Gezeigter Textauszug:
Über die Folgen des Strukturwandels in der uruguayischen Landwirtschaft

Sanfte Hügel und saftige Weiden, auf denen pittoresk einige Rinder und Schafe grasen – dieses idyllische Klischeebild darf nicht nur in keinem Reisebericht fehlen, sondern prägt auch die Wahr­nehmung vieler Menschen in Uruguay in Bezug auf das eigene, traditionell von der Viehwirtschaft geprägte Land. Allerdings hat es immer weniger mit der Realität zu tun. Seit rund zwanzig Jahren durchläuft Uruguay einen tiefgreifenden Strukturwandel in der Landwirtschaft – mit zunehmend sichtbaren Konsequenzen, sowohl in ökologischer und sozialer wie auch in politischer Hinsicht. Internationale Agrarkonzerne und Großinvestoren machen sich breit, vor allem auf Kosten der kleineren und mittleren Agrarproduzent*innen, die bei den steigenden Boden- und Pachtpreisen nicht mithalten können. Die internationalen Kapitalgesellschaften besitzen bereits 40 Prozent des landwirtschaftlichen Bodens – was inzwischen auch die traditionellen Großgrundbesitzer*innen unruhig macht.

Wolfgang Ecker

Wir werden den Prozess einer Agrarreform in die Wege leiten […] Wir werden einen Prozess der Verteilung des Landes in die Wege leiten und die Bildung von Kooperativen aus kleinen und mittleren Produzenten sowie Landarbeitern fördern“ – Sätze, die heute aus der Zeit gefallen scheinen. Sie stammen aus der ersten programmatischen Erklärung des Linksbündnisses Frente Amplio aus dem Jahr 1971 und entsprangen dem Wunsch, der Konzentration des Landbesitzes in Händen der traditionellen Landoligarchie ein Ende zu setzen.

(Gesammelte Dateneinträge)
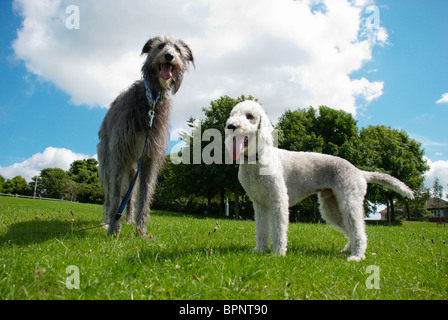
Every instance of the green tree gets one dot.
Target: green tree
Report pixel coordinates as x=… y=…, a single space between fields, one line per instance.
x=16 y=185
x=55 y=183
x=391 y=151
x=324 y=131
x=2 y=182
x=206 y=179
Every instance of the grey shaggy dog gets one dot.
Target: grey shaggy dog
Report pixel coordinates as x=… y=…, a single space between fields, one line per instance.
x=122 y=133
x=275 y=179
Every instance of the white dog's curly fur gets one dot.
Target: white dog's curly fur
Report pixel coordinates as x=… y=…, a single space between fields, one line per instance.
x=275 y=179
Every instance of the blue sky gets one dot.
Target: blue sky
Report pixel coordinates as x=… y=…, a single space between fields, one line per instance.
x=56 y=83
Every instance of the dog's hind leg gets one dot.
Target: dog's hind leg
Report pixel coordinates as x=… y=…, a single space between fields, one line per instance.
x=280 y=221
x=261 y=227
x=331 y=213
x=354 y=213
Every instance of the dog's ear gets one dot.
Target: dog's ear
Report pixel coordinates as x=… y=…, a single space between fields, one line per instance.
x=189 y=55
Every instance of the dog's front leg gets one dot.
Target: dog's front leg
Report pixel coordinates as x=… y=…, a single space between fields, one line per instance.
x=261 y=227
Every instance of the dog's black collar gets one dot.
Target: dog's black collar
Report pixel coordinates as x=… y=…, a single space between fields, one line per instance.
x=152 y=95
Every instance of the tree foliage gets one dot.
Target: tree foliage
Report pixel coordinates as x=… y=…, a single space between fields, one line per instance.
x=80 y=183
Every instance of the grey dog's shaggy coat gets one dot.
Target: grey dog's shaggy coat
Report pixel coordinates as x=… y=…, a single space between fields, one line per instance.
x=278 y=178
x=122 y=133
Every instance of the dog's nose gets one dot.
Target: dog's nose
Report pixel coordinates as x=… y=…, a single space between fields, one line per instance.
x=169 y=57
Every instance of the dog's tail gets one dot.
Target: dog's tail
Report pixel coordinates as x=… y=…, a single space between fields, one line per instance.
x=390 y=182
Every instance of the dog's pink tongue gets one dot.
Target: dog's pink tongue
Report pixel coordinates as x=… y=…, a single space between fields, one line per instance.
x=238 y=146
x=165 y=73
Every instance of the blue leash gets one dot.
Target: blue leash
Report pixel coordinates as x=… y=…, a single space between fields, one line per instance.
x=152 y=97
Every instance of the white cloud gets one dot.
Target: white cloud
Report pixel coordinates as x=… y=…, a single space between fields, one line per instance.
x=50 y=158
x=444 y=98
x=438 y=169
x=286 y=53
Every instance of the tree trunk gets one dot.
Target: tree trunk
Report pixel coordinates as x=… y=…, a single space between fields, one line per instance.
x=392 y=209
x=237 y=206
x=222 y=210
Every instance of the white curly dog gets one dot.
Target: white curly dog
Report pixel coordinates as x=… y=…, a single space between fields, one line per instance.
x=275 y=179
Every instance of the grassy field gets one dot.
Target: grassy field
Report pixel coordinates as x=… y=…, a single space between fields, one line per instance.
x=190 y=257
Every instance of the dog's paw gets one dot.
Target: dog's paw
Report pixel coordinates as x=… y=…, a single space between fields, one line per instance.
x=140 y=231
x=114 y=228
x=356 y=258
x=259 y=249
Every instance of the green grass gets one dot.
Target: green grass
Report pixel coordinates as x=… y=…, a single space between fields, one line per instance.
x=190 y=257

Arbeitsauftrag A:
Beantworte anhand des Textes über die uruguayische Landwirtschaft diese Fragen:
(i) Seit wie vielen Jahren durchläuft Uruguay einen tiefgreifenden Strukturwandel in der Landwirtschaft?
(ii) Welchen Anteil des landwirtschaftlichen Bodens besitzen die internationalen Kapitalgesellschaften bereits?
(iii) Aus welchem Jahr stammt die erste programmatische Erklärung des Linksbündnisses Frente Amplio?
Arbeitsauftrag B: Knüpfe an den letzten Satz des Textes über die uruguayische Landwirtschaft an und schreibe den Text weiter.
Die Auflistung stammt aus einer anderen Quelle.

Schriftliche Antwort A:
(i) Uruguay durchläuft den Strukturwandel seit rund zwanzig Jahren.
(ii) Sie besitzen bereits 40 Prozent des landwirtschaftlichen Bodens.
(iii) Die Erklärung stammt aus dem Jahr 1971.

Schriftliche Antwort B:
Als die Frente Amplio 2005 zum ersten Mal an die Regierung kam, schien die Forderung aktueller denn je. Die verheerende Wirtschaftskrise Anfang des Jahrhunderts trieb Zehntausende in den Hunger, während gleichzeitig Abermillionen Rinder und Schafe die riesigen Weideflächen Uruguays bevölkerten (und sich deren Besitzer*innen weiterhin über gute Einnahmen freuen durften). Die Mehrheit des Bündnisses wollte indes von einer Agrarreform nichts mehr wissen, sondern legte sich auf einen Weg in die genau entgegengesetzte Richtung fest: die marktliberale Öffnung des bis dato weitgehend abgeschotteten Agrarsektors.

„El país productivo“, das produktive Land, war das neue Leitmotiv. Produktivitätssteigerung, Innovation und ausländische Investitionen sollten das Land in Zukunft krisenfest machen. Für einen der vehementesten Verfechter dieses Ansatzes, den damaligen Landwirtschaftsminister und späteren Präsidenten José „Pepe“ Mujica, war das auch im Nachhinein ein alternativloser Weg. „Es waren Zeiten, in denen Investitionen Vorrang hatten, in denen Kröten geschluckt werden mussten und in denen Zusicherungen und Vorteile geboten wurden, damit sich Kapital ansiedeln und Arbeitsplätze geschaffen werden konnten“, resümierte er 2014, kurz vor dem Ende seiner Präsidentschaft, in einem Interview. Eine Ansicht, die auch innerhalb der uruguayischen Linken mehrheitlich geteilt wurde und wird, obgleich die sozialen und ökologischen Konsequenzen in den ländlichen Regionen unübersehbar geworden sind.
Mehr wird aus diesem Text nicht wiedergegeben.